● Stated task A:
Return the entries from the line containing "find | hazy horizon" through the end of the entries, inclusive, repeating each line exactly.

● Selected text:
-- BEGIN --
Eight chapters of love poetry, traditionally attributed to Solomon by the opening line and called the Song of Songs in Hebrew, meaning the greatest of songs. The book is set in the countryside and city of ancient Israel: vineyards near En-gedi, the streets of Jerusalem, the cedars of Lebanon, the gardens of nuts and lilies. Two main voices speak, a young woman and her beloved, with a chorus of friends called the daughters of Jerusalem interjecting. Date is debated: a 10th-century BC composition under Solomon, an editing of older love-poetry tradition during the monarchy, or a post-exilic gathering of songs are all on the table. Egyptian and Mesopotamian love poetry from the same broad period reads in the same register.

Where in history

United Monarchy or later

Solomonic attribution + Hebrew love-poetry tradition

  1. 970 BC

    Solomon crowned in Jerusalem

    The opening line attributes the Song to Solomon. 1 Kings 4:32 credits him with 1,005 songs; the Song of Songs is the canonical survivor.

  2. 930 BC

    Solomon dies; the kingdom splits

    If Solomon authored the book, this is the latest it could have been composed in the form attributed to him.

  3. 430 BC

    Possible post-exilic editing into final form

    Some scholars place the final shape of the book in the post-exilic period because of Aramaic-flavored vocabulary and a Persian-period loanword for 'orchard' (pardes) in 4:13. A Solomonic core inside a post-exilic frame is one defensible reading.

The amber span: Solomon's reign through possible post-exilic editing.

The big idea

The whole book is the love between a woman and a man, told in their own voices. He praises her body; she praises his. They miss each other, they search for each other through the city, they find each other and lose each other and find each other again. There is no plot in the conventional sense and no narrator outside the lovers and their friends. God is never named. The law is never cited. The book runs in three rough movements: longing and a first encounter (1-2), a wedding-night dream-sequence (3-5), and mutual delight settled into a love that even floods cannot drown (6-8). One verse near the end states the spine: love is strong as death.

Why this book still matters

The Song is the Bible's most extended treatment of erotic love. Jewish tradition reads it as a portrait of YHWH's covenant love for Israel; Rabbi Akiva is reported to have said all the writings are holy but the Song of Songs is the holy of holies. Christian tradition reads it allegorically too, as Christ's love for his church or for the soul, a reading that produced some of the most influential medieval mystical writing, including Bernard of Clairvaux's eighty-six sermons on the first two chapters alone. From the 19th century on, a literal reading has reasserted itself: a married couple's love sung as a gift in itself, with the allegory layered on top. Both the allegorical and literal readings have continuous ancient traditions. The Talmud preserves debate over the book's place in the canon; Aqiba (early 2nd century AD) famously defended it as the 'Holy of Holies' of scripture.
-- END --
● Extracted information:
-- BEGIN --
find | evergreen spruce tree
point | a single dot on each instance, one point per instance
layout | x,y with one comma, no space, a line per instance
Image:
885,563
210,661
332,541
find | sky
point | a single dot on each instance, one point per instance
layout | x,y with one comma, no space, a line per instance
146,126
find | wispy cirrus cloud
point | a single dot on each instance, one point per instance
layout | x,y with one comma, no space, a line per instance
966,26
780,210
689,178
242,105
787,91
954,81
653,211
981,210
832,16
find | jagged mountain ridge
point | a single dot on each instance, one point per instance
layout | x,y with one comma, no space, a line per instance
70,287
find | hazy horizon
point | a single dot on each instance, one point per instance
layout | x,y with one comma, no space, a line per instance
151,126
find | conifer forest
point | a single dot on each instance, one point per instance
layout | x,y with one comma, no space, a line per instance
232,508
-- END --
● Stated task B:
List every year given in the timeline of the Song of Songs text, along with the event stated for each.

● Correct output A:
find | hazy horizon
point | a single dot on each instance, one point per instance
layout | x,y with one comma, no space, a line per instance
151,126
find | conifer forest
point | a single dot on each instance, one point per instance
layout | x,y with one comma, no space, a line per instance
232,508

● Correct output B:
970 BC: Solomon crowned in Jerusalem
930 BC: Solomon dies; the kingdom splits
430 BC: Possible post-exilic editing into final form